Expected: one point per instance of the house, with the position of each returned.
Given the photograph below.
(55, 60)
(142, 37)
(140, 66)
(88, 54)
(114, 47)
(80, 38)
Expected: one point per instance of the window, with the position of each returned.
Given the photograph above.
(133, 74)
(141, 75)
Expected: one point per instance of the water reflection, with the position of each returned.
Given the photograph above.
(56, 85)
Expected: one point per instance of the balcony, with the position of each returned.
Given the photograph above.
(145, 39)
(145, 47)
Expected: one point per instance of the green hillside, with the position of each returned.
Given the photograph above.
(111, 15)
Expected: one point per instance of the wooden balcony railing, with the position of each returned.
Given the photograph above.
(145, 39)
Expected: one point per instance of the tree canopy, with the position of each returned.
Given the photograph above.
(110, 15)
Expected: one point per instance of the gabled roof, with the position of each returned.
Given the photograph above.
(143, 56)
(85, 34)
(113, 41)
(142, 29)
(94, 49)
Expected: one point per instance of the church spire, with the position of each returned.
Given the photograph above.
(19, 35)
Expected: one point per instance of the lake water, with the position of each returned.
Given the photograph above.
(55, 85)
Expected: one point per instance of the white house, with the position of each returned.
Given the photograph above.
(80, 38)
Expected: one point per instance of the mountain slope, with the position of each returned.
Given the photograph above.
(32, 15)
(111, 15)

==

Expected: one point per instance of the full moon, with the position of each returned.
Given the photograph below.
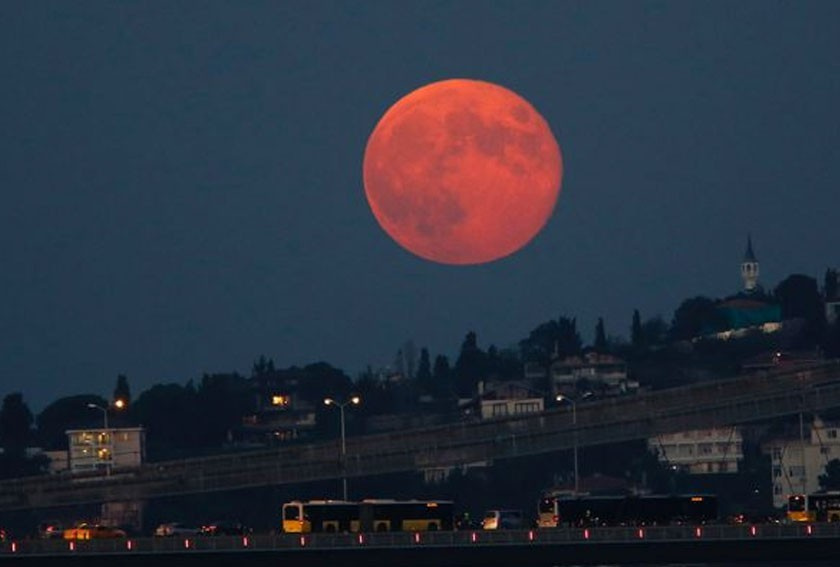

--

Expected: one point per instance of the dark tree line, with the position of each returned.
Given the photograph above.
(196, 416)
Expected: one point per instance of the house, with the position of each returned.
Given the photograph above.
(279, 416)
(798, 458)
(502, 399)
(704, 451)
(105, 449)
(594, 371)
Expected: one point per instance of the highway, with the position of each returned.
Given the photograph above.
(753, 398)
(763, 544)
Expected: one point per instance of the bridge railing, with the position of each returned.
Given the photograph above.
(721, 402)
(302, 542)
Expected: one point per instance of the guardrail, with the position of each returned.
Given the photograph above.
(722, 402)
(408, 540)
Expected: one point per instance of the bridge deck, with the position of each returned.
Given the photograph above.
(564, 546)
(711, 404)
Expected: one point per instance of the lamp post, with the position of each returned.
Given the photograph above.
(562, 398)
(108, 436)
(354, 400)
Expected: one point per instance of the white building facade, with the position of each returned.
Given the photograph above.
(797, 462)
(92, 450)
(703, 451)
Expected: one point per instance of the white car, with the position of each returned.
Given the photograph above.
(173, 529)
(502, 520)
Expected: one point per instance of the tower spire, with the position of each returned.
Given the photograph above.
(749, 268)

Do this: Which lines in the material above contain the string "bridge"? Extract each of them in full.

Solution for this exercise:
Expected: one point per instance of the bridge railing, with the position of each returned.
Expected: one point per instance of the bridge deck, with the position of each returned.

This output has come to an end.